▸ **Task instructions**
a: Answer these questions from the sidewalk free-speech passage, one answer per line:
(i) In what city did Rodney Keister try to preach?
(ii) Which court of appeals eventually heard his lawsuit?
(iii) Which three circuits keep to the First Amendment analysis in public forum cases?
b: Continue the sidewalk free-speech passage from its last sentence.

▸ **Selected extract**
#####

When the founders drafted the First Amendment forbidding the abridgement of freedom of speech, “pamphlet wars” were common, with opposing sides handing out flyers and inviting passersby to listen to their opinions. Even in this age of tweets, most Americans recognize parks, sidewalks, and other public spaces as venues where people are allowed to hand out flyers and politely ask passersby to hear them out.
The federal courts, however, are split on the question of whether this form of expression, as old as colonial America, must be respected today under the First Amendment.
Concerned about this encroachment on speech, Protect The 1st petitioned the U.S. Supreme Court to hear a case from a street preacher who was silenced by university officials and police. This happened when evangelist Rodney Keister stood on city-owned sidewalks on a public street in Tuscaloosa, Alabama, near the University of Alabama. By agreement with the city, the UA campus police oversee a portion of the public sidewalk at an intersection near – but not on – the campus. The campus police more than once warned Keister that he could not preach on this public sidewalk. Fearing arrest, the preacher left but filed a lawsuit that was eventually heard by the Eleventh Circuit Court of Appeals.
The question as to whether a city-owned public sidewalk is a traditional public forum should be a slam-dunk in favor of free speech. But federal courts are split on the issue.
The Ninth, Tenth, and D.C. Circuits stick with the First Amendment analysis in these public forum cases, allowing speech. But other circuits hold that streets open to the public but adjacent to college and university buildings are limited public forums. Speech there can be restricted.

#####

▸ **Extracted information**
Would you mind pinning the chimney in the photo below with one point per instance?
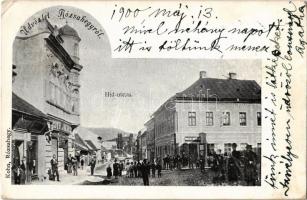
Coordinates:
(232, 75)
(202, 74)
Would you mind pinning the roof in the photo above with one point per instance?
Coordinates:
(223, 90)
(80, 143)
(91, 145)
(20, 105)
(67, 30)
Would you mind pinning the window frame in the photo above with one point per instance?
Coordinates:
(192, 118)
(227, 113)
(242, 120)
(208, 118)
(258, 124)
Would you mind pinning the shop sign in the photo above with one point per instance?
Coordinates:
(58, 125)
(191, 139)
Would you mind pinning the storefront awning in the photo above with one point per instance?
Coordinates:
(26, 117)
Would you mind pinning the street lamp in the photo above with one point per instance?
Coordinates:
(216, 99)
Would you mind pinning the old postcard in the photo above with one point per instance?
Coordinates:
(153, 99)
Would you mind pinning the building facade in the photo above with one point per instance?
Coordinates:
(48, 68)
(150, 139)
(226, 111)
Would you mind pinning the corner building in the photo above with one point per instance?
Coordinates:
(226, 111)
(47, 63)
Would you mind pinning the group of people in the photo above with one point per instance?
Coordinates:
(235, 167)
(140, 169)
(72, 166)
(179, 161)
(117, 169)
(137, 169)
(19, 172)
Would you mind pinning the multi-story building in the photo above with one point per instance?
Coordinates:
(141, 144)
(150, 139)
(226, 110)
(47, 63)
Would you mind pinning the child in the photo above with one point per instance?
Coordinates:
(109, 172)
(159, 168)
(74, 166)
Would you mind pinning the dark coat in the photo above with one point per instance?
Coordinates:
(116, 169)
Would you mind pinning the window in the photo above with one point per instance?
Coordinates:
(259, 118)
(227, 148)
(210, 149)
(76, 49)
(226, 118)
(209, 118)
(243, 146)
(192, 118)
(242, 118)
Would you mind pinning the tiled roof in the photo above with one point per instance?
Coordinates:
(224, 89)
(80, 143)
(67, 30)
(20, 105)
(91, 145)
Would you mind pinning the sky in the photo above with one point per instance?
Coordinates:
(150, 81)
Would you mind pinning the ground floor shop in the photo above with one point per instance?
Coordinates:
(197, 145)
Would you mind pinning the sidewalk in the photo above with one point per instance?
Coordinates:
(69, 179)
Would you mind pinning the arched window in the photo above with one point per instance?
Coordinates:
(76, 49)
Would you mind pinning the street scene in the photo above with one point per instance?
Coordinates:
(197, 123)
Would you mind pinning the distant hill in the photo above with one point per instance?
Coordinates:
(107, 133)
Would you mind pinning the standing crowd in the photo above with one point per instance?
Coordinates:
(72, 165)
(141, 169)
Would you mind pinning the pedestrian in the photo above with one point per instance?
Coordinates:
(234, 165)
(74, 166)
(121, 168)
(217, 166)
(116, 169)
(69, 164)
(159, 168)
(131, 170)
(145, 168)
(82, 163)
(250, 166)
(171, 162)
(138, 166)
(54, 167)
(153, 169)
(135, 169)
(92, 164)
(109, 171)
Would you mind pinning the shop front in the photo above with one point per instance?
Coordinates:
(28, 123)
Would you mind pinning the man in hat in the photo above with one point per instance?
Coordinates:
(93, 164)
(54, 167)
(234, 165)
(145, 169)
(116, 168)
(250, 166)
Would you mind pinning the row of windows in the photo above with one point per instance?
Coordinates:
(60, 97)
(225, 119)
(166, 126)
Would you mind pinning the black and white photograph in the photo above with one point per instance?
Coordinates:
(79, 117)
(153, 100)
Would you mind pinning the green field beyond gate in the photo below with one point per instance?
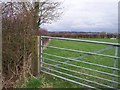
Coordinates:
(53, 62)
(85, 69)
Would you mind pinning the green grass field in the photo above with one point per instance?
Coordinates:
(50, 81)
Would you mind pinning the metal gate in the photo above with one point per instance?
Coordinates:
(91, 69)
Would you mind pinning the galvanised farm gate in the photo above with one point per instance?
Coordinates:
(81, 70)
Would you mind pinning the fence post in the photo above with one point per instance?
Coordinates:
(36, 53)
(114, 71)
(41, 53)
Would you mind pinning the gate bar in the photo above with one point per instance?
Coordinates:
(79, 40)
(87, 68)
(81, 73)
(91, 53)
(78, 78)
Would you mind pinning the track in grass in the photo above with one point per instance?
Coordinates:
(65, 66)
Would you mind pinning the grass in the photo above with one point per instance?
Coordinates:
(50, 81)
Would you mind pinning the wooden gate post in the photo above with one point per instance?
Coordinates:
(35, 55)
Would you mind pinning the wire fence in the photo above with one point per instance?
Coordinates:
(82, 70)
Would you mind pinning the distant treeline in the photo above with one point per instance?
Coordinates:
(80, 34)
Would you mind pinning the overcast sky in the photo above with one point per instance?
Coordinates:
(87, 15)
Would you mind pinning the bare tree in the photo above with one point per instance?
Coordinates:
(20, 20)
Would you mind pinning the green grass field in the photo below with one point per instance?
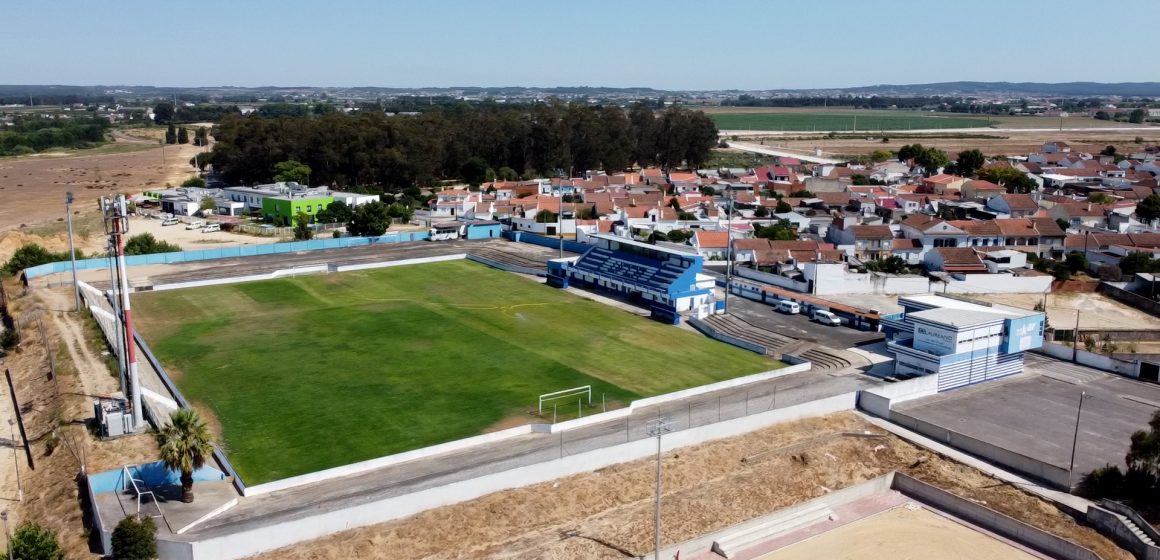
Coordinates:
(840, 121)
(320, 371)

#####

▸ **Expected outputs**
a:
(i) Tuscaloosa, Alabama
(ii) The Eleventh Circuit Court of Appeals
(iii) The Ninth, Tenth, and D.C. Circuits

b:
In one public forum case, the D.C. Circuit ruled against the government, which attempted to prohibit a demonstrator from holding a sign or distributing leaflets on the grounds of the U.S. Capitol building. While these grounds are obviously under the control of federal authorities, they are parklike and open to the public. Making this distinction, the D.C. court rejected any claim that the grounds were a “special type of enclave” that had to be protected from free expression. That court held that “because of their historical association with the exercise of free speech,” streets, parks and sidewalks are quintessential examples of public forums.
The Eleventh Circuit, on the other hand, held that even though the sidewalk in Tuscaloosa was open to the public and owned by the city, the maintenance of that sidewalk by the university necessarily involves the university’s intent toward expressive activity.
Protect The 1st asks the Supreme Court to consider if courts can “apply an amorphous and manipulable balancing test that relies on the government’s or its delegee’s intent to restrict speech as a justification for doing so.” We also informed the Court that by “denying ‘public forum’ status to a place that has traditionally been a public forum – sidewalks tied to public streets – the decision below threatens the First Amendment not merely in Tuscaloosa, but throughout the Nation.”
In our petition, Protect The 1st tells the Supreme Court that the “use of multifactor balancing tests makes the outcomes in any given case unpredictable and unprincipled. There is a better way. Relying on the text of the First Amendment, read in light of history and tradition, providers a surer approach.”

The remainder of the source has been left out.